**TASK DIRECTIONS:**
Return each entry exactly, omitting nothing.

———

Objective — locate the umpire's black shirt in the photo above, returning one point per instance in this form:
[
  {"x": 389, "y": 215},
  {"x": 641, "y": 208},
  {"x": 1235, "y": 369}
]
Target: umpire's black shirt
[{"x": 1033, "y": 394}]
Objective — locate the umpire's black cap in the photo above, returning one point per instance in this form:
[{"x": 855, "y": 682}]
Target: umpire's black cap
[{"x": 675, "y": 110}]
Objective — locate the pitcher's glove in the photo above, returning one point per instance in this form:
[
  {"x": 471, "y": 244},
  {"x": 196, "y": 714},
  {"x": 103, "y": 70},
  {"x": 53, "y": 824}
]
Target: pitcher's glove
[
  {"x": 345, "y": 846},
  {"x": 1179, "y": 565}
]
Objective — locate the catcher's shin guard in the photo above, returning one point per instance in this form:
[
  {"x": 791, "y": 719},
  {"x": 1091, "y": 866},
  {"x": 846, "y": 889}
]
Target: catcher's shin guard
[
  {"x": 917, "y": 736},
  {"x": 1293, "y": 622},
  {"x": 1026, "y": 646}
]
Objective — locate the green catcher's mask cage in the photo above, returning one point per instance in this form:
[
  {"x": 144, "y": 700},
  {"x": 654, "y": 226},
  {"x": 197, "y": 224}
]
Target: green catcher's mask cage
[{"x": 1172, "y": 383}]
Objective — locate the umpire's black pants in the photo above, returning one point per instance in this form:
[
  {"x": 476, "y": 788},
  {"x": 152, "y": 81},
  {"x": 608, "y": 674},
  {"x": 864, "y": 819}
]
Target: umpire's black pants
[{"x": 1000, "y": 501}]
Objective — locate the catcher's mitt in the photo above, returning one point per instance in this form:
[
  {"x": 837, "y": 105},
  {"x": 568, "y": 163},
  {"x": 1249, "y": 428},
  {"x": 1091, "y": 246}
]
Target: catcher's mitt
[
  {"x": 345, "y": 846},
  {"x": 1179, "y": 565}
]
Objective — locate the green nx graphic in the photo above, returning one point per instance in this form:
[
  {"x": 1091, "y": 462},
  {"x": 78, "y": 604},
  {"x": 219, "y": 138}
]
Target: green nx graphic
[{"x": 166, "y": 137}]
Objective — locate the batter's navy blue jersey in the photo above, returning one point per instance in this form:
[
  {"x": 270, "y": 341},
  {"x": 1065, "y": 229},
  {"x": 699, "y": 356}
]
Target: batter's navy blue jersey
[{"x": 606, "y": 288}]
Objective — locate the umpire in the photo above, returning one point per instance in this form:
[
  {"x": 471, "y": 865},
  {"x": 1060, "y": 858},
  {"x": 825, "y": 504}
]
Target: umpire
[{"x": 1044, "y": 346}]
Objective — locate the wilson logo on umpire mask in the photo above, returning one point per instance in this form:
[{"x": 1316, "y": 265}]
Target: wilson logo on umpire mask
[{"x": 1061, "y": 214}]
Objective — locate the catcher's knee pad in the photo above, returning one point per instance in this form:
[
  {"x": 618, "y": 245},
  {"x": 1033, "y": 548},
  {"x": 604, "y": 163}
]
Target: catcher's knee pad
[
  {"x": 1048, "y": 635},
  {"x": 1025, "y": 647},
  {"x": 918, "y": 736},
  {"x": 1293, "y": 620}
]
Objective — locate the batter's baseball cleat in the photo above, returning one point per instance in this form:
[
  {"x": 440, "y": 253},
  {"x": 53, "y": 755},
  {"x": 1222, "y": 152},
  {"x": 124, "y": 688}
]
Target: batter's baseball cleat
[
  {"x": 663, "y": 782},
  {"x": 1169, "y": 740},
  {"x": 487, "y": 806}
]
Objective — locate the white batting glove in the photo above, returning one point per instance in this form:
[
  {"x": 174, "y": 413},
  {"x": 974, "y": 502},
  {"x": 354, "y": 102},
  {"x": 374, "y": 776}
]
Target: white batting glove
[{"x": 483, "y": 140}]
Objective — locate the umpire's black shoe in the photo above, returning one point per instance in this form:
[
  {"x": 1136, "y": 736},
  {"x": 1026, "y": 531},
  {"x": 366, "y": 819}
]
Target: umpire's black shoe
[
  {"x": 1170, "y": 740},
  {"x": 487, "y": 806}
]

———

**THE RESPONSE:**
Objective — locate the umpire's black shirt in the photo above, returning one point per instance in this form:
[
  {"x": 389, "y": 215},
  {"x": 641, "y": 208},
  {"x": 1235, "y": 369}
]
Target: umpire's black shirt
[{"x": 1033, "y": 394}]
Objective — locate the umpire's black cap in the photo above, returning one point per instance in this form:
[{"x": 855, "y": 682}]
Target: umpire's black cap
[{"x": 675, "y": 110}]
Objective — locate the pitcher's glove in the photo above, returning one point per instance in this form:
[
  {"x": 471, "y": 244},
  {"x": 196, "y": 714},
  {"x": 103, "y": 70},
  {"x": 53, "y": 824}
]
Target: pitcher's glove
[
  {"x": 345, "y": 846},
  {"x": 1179, "y": 565}
]
Objective — locate the catcher's shin guard in the photo above, returning one point per instance in this form:
[
  {"x": 791, "y": 719},
  {"x": 1091, "y": 866},
  {"x": 846, "y": 889}
]
Target: catcher's shin guard
[
  {"x": 917, "y": 736},
  {"x": 1293, "y": 622},
  {"x": 1026, "y": 646}
]
Objective — locate the green catcher's mask cage in the photo above, returning one point per instance in this form:
[
  {"x": 144, "y": 700},
  {"x": 654, "y": 226},
  {"x": 197, "y": 224}
]
Target: green catcher's mask cage
[{"x": 1172, "y": 383}]
Objective — locate the umpire's black pants in the photo above, returning one point per instance in this form:
[
  {"x": 476, "y": 788},
  {"x": 152, "y": 81},
  {"x": 608, "y": 674},
  {"x": 864, "y": 819}
]
Target: umpire's black pants
[{"x": 1000, "y": 501}]
Objective — locate the catcher's mitt in the photo above, returning one point per instance in this form:
[
  {"x": 837, "y": 105},
  {"x": 568, "y": 163},
  {"x": 1249, "y": 428},
  {"x": 1091, "y": 246}
]
Target: catcher's mitt
[
  {"x": 345, "y": 846},
  {"x": 1179, "y": 565}
]
Objective — locate the green nx graphic in the photo above, returning one point per instance in this form:
[
  {"x": 1091, "y": 462},
  {"x": 78, "y": 604},
  {"x": 219, "y": 138}
]
Target: green nx graphic
[{"x": 166, "y": 137}]
Objective — locate the batter's navy blue jersey in the photo above, returning one point per instance in this form:
[
  {"x": 270, "y": 341},
  {"x": 1065, "y": 229},
  {"x": 699, "y": 356}
]
Target: batter's navy blue jersey
[{"x": 606, "y": 288}]
Objective — locate the umpire in the photo above, returning one point per instance in this form:
[
  {"x": 471, "y": 865},
  {"x": 1060, "y": 858},
  {"x": 825, "y": 504}
]
Target: umpire
[{"x": 1044, "y": 346}]
Objective — locate the wilson logo on umpire mask in the photo above, returning one point per instance in this form:
[{"x": 1316, "y": 265}]
Target: wilson logo on umpire mask
[{"x": 1061, "y": 214}]
Objective — locate the catcher's knee pad in the photo above, returning one point per instance in this form:
[
  {"x": 618, "y": 245},
  {"x": 1033, "y": 548},
  {"x": 604, "y": 163}
]
Target: catcher's knee pad
[
  {"x": 1048, "y": 635},
  {"x": 1025, "y": 647},
  {"x": 918, "y": 736},
  {"x": 1293, "y": 620}
]
Objective — locate the batter's baseball cleat in the photo above, returning one point per instance in this form:
[
  {"x": 440, "y": 253},
  {"x": 53, "y": 755},
  {"x": 1222, "y": 152},
  {"x": 124, "y": 688}
]
Target: batter's baseball cleat
[
  {"x": 663, "y": 782},
  {"x": 1169, "y": 740},
  {"x": 487, "y": 806}
]
Objective — locate the white batting glove in the photo above, returning one point per instance in this form:
[
  {"x": 174, "y": 413},
  {"x": 974, "y": 502},
  {"x": 354, "y": 102},
  {"x": 374, "y": 776}
]
Target: white batting glove
[{"x": 483, "y": 140}]
Objective — locate the umpire's black shoe in the photo above, returning one point per instance in this form:
[
  {"x": 1136, "y": 736},
  {"x": 1026, "y": 531},
  {"x": 366, "y": 819}
]
Target: umpire's black shoe
[
  {"x": 1170, "y": 740},
  {"x": 487, "y": 806}
]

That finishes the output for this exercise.